Text passage
·····

Apply hard filters first: Use metadata to narrow the search space to logically valid candidates.
Run vector similarity inside that narrowed subset: Now embeddings are ranking among relevant peers, not the entire universe of chunks.
This is the difference between searching a library by “which books feel similar” versus first going to the correct section, year, and category and then browsing within that shelf.
Metadata enrichment doesn’t replace embeddings. It disciplines them.
And in production systems that discipline is often what pushes retrieval accuracy from “almost right” to consistently correct.
Try Building Metadata Enriched RAG with Kudra
Final Thoughts
Fixed-size chunking was never meant to be the final answer, it was the easiest starting point. And for teams building their first RAG prototype, it serves that purpose.
But production systems serving real users with accuracy expectations can’t stay at “chunk it into 500 tokens and hope for the best.”

·····

Dataset entries

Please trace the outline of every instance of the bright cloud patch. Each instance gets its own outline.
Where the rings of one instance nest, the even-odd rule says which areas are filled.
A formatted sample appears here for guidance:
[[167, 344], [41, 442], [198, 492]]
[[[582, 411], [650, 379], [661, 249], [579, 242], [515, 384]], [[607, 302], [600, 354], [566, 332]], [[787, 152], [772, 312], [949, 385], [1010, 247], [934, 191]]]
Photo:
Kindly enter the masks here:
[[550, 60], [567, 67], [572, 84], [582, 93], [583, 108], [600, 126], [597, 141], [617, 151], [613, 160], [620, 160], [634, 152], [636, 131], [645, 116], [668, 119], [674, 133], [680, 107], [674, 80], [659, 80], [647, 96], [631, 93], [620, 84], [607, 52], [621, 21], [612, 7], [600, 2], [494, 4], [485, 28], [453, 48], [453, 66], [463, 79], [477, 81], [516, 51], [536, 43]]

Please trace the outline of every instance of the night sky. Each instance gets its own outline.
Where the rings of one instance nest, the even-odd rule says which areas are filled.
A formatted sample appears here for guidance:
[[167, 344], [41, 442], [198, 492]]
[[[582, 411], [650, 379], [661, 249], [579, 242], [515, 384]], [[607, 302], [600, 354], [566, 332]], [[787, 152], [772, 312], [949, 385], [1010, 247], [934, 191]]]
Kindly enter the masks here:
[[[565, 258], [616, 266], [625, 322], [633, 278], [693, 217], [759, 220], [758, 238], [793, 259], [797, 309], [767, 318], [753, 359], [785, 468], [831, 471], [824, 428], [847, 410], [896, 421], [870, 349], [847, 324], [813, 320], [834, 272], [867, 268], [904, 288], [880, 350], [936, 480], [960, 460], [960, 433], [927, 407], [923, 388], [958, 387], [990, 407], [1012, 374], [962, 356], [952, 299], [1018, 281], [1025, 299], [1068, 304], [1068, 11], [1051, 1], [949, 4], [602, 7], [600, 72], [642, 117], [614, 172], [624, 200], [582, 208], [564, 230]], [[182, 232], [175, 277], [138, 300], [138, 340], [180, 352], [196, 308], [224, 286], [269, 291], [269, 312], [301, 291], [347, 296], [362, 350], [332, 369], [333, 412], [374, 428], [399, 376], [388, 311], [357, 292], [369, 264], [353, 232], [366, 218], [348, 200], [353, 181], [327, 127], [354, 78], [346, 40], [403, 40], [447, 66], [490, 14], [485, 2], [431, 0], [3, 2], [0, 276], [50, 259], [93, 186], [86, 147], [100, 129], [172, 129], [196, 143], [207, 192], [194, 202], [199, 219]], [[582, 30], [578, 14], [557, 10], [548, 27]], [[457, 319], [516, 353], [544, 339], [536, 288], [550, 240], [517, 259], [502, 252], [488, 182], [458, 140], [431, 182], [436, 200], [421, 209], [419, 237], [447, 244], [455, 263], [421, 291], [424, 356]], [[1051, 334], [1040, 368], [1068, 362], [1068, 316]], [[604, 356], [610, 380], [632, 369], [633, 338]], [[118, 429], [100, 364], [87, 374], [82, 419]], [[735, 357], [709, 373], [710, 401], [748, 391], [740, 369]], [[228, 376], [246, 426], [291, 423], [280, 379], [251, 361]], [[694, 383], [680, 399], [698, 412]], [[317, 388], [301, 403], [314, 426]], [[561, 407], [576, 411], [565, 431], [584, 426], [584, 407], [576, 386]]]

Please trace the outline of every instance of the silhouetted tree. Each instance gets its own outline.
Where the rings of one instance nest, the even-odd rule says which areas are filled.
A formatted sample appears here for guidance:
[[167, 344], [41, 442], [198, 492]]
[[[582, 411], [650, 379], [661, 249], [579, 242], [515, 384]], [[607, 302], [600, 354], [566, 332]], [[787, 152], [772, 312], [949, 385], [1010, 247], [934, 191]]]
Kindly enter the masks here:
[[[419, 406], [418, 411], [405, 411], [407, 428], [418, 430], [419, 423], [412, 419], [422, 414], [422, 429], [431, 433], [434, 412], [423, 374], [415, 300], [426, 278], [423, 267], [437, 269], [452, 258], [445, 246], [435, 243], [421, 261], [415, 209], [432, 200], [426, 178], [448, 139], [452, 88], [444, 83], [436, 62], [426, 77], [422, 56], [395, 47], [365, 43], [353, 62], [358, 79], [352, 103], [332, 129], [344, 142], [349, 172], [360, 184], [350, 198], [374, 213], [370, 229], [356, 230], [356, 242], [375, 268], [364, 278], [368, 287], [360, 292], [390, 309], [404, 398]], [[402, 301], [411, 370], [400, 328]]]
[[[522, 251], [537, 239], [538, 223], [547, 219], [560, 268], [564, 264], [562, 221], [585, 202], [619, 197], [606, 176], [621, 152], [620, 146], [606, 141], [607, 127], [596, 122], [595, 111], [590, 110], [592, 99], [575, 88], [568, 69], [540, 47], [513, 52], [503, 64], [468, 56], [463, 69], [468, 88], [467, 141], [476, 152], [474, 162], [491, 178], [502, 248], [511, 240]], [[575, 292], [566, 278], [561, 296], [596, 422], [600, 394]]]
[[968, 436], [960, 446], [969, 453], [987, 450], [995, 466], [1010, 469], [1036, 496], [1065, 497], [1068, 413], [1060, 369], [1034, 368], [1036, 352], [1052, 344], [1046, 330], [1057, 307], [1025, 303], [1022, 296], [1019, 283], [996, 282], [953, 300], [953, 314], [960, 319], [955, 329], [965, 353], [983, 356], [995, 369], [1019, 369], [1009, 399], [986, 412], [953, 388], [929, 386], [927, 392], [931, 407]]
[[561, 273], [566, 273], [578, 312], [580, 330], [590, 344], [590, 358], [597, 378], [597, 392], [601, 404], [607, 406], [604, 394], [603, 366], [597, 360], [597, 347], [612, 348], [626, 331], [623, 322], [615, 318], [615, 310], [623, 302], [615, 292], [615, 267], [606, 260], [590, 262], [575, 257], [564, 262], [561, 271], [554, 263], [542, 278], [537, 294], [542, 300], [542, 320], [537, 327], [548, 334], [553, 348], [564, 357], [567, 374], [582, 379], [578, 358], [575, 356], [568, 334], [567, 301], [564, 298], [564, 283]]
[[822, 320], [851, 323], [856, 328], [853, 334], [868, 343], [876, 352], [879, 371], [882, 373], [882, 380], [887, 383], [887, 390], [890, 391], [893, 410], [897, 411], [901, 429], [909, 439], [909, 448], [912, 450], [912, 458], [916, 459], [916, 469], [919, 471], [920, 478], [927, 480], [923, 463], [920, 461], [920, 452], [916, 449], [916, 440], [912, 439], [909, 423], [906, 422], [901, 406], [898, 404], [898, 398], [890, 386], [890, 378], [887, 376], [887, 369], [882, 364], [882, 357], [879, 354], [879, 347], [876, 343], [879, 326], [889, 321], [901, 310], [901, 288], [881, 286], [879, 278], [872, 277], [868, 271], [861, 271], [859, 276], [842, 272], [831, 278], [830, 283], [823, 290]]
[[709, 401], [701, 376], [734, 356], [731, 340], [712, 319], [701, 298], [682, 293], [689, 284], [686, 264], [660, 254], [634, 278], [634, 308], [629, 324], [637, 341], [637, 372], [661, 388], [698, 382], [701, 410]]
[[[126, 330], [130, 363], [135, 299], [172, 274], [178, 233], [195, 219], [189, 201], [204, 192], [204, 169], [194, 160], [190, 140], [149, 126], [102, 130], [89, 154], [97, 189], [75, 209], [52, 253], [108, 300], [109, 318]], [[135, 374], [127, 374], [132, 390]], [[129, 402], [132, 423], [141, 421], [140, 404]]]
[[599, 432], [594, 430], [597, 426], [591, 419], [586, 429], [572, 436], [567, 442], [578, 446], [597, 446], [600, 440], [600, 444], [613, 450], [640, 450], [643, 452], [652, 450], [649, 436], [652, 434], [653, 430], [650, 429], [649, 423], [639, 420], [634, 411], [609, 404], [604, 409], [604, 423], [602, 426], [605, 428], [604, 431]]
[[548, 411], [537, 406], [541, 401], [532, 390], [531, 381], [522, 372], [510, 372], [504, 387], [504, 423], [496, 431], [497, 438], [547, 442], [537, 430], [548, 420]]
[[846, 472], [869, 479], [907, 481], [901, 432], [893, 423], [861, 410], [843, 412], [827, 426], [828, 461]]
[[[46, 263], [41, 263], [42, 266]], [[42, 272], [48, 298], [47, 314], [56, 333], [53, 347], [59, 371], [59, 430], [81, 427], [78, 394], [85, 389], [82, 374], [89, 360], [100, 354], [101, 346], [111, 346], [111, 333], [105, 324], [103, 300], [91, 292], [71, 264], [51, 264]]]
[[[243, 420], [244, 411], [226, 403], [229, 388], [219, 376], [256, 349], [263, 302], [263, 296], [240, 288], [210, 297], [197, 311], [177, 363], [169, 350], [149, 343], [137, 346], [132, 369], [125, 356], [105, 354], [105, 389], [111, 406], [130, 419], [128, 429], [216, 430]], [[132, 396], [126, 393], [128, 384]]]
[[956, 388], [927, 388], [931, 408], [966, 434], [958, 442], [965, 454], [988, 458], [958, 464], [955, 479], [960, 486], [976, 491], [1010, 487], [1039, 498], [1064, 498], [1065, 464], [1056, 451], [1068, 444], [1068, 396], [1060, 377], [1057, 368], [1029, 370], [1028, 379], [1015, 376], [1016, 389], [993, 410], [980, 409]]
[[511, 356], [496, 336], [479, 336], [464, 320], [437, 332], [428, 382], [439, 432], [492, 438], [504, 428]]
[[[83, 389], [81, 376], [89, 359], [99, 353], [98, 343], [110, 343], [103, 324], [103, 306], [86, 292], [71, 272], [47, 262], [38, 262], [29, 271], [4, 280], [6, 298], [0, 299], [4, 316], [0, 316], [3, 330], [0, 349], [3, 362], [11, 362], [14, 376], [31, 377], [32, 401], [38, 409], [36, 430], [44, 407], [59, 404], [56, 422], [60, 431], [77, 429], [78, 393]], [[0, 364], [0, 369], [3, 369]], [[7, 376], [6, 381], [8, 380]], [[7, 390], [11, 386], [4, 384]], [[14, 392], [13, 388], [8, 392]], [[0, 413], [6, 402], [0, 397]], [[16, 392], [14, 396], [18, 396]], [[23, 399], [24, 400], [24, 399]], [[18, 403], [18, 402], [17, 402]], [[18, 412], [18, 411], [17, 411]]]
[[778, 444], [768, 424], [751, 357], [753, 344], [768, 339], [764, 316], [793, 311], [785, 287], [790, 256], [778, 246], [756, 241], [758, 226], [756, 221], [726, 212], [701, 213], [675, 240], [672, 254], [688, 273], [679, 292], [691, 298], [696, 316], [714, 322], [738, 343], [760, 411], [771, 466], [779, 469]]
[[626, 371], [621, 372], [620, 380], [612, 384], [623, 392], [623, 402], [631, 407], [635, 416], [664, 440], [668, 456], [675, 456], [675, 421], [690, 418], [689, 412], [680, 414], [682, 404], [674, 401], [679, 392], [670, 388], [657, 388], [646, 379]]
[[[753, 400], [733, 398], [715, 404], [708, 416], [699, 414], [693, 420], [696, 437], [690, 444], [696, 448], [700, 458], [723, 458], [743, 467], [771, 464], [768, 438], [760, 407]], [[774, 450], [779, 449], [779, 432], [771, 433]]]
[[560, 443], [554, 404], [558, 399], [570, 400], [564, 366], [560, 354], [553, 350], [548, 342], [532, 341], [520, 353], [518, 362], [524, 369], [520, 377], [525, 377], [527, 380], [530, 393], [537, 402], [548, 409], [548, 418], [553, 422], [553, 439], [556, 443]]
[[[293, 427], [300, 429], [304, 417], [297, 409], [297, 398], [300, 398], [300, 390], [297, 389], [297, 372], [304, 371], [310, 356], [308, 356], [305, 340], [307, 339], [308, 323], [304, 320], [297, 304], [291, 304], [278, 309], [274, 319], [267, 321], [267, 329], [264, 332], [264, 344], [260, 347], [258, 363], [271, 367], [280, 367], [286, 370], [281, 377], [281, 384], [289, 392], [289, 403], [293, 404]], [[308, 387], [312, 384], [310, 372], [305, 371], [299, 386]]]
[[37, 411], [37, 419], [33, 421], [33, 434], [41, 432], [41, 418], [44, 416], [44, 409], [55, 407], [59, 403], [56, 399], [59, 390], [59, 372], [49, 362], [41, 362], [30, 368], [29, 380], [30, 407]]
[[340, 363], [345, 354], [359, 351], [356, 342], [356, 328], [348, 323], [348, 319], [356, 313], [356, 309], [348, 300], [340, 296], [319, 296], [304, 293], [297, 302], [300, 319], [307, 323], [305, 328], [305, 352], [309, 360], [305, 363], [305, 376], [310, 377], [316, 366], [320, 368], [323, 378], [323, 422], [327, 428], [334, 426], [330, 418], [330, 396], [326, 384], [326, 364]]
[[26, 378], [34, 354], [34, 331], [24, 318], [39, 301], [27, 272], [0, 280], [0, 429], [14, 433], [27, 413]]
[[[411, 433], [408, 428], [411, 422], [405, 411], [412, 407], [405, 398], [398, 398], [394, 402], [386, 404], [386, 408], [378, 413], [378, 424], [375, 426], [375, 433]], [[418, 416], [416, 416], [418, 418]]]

·····

Action item
Reproduce the passage on metadata filtering and chunking in RAG retrieval word for word, from start to end.

Response
Apply hard filters first: Use metadata to narrow the search space to logically valid candidates.
Run vector similarity inside that narrowed subset: Now embeddings are ranking among relevant peers, not the entire universe of chunks.
This is the difference between searching a library by “which books feel similar” versus first going to the correct section, year, and category and then browsing within that shelf.
Metadata enrichment doesn’t replace embeddings. It disciplines them.
And in production systems that discipline is often what pushes retrieval accuracy from “almost right” to consistently correct.
Try Building Metadata Enriched RAG with Kudra
Final Thoughts
Fixed-size chunking was never meant to be the final answer, it was the easiest starting point. And for teams building their first RAG prototype, it serves that purpose.
But production systems serving real users with accuracy expectations can’t stay at “chunk it into 500 tokens and hope for the best.”